Exercise task = Please render the stretch of the listing from the line containing "Place a point on each instance of the gold" through the line containing "x=525, y=544" as a Markdown table with the columns Row and Line, leaving out any blank lines.

Stored rows =
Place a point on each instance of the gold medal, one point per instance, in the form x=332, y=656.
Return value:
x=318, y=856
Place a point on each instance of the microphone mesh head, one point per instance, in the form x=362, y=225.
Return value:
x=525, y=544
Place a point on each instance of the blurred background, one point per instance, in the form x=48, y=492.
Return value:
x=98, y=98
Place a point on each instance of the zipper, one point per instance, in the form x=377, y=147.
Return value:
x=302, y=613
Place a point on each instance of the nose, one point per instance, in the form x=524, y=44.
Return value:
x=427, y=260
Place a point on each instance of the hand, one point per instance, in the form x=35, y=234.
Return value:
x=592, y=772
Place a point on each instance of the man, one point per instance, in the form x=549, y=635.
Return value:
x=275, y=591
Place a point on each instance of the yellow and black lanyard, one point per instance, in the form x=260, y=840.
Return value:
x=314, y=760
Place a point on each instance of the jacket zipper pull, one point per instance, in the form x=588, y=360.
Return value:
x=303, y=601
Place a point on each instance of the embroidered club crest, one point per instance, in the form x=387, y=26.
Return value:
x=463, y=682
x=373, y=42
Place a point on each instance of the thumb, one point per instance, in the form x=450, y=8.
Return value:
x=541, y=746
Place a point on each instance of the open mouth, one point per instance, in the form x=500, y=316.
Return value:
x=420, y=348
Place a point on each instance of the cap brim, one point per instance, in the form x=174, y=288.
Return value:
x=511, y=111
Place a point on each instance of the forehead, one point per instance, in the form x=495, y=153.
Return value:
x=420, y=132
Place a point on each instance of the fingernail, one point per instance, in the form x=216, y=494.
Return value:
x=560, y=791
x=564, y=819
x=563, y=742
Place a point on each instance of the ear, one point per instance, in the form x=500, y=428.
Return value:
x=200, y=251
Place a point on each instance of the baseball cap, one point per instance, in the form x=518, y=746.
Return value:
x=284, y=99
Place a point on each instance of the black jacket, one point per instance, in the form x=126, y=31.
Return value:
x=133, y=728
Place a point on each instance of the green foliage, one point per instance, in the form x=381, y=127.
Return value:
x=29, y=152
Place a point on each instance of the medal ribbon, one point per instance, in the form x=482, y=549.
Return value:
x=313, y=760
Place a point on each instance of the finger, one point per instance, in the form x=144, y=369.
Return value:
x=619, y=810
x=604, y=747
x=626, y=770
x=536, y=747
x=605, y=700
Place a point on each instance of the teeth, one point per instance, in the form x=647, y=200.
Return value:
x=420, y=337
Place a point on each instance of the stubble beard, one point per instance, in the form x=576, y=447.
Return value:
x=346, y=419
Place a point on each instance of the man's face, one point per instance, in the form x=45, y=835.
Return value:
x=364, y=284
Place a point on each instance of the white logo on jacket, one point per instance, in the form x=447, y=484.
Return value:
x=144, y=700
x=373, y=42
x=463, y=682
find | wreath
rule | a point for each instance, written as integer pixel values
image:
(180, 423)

* * *

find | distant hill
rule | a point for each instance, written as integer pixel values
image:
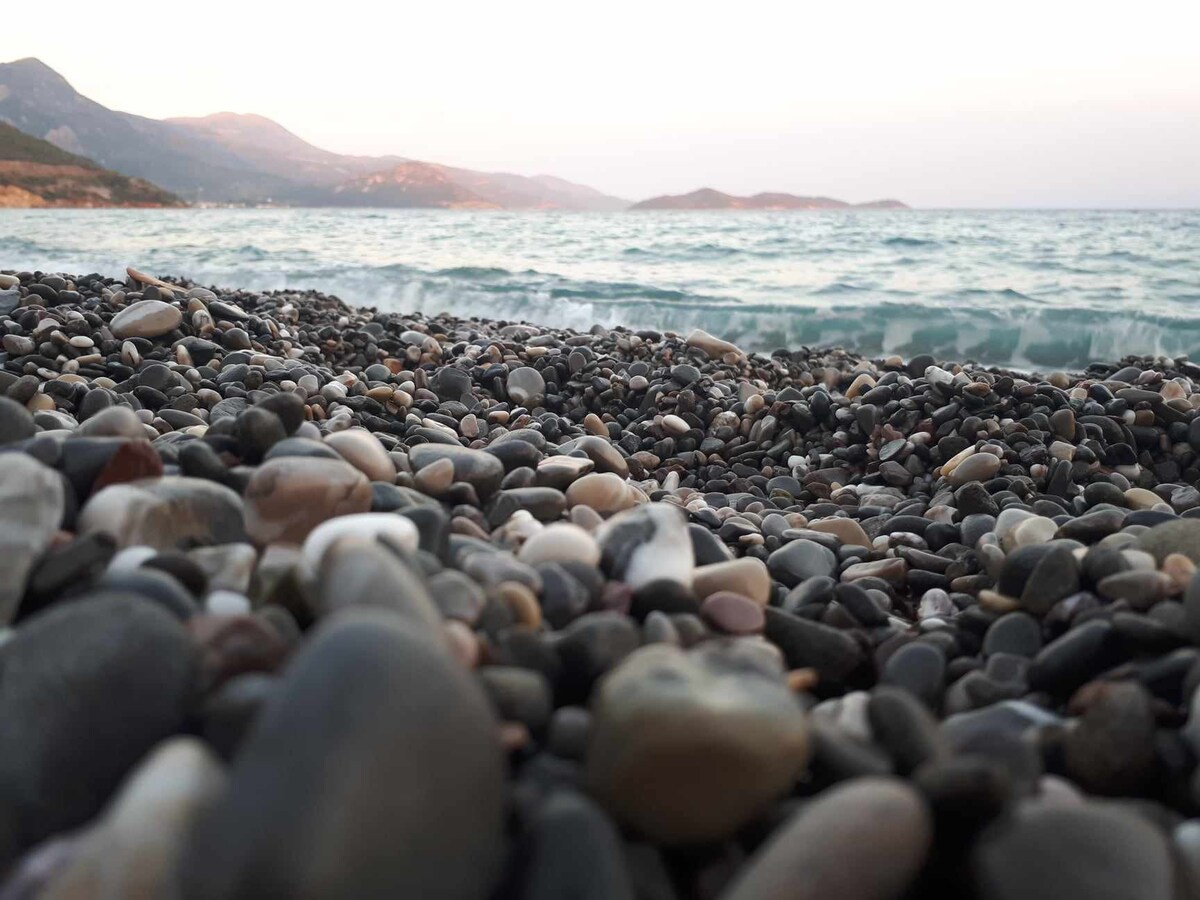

Exercise result =
| Row | Line |
|---|---|
| 1 | Place a point on each instance of the gold medal, one point per instance, in the form x=332, y=656. |
| 2 | Return value: |
| 3 | x=318, y=856 |
| 4 | Place a point on each instance of the microphone mesh head, one point per instance, in the form x=362, y=225. |
| 5 | Return value: |
| 6 | x=525, y=544 |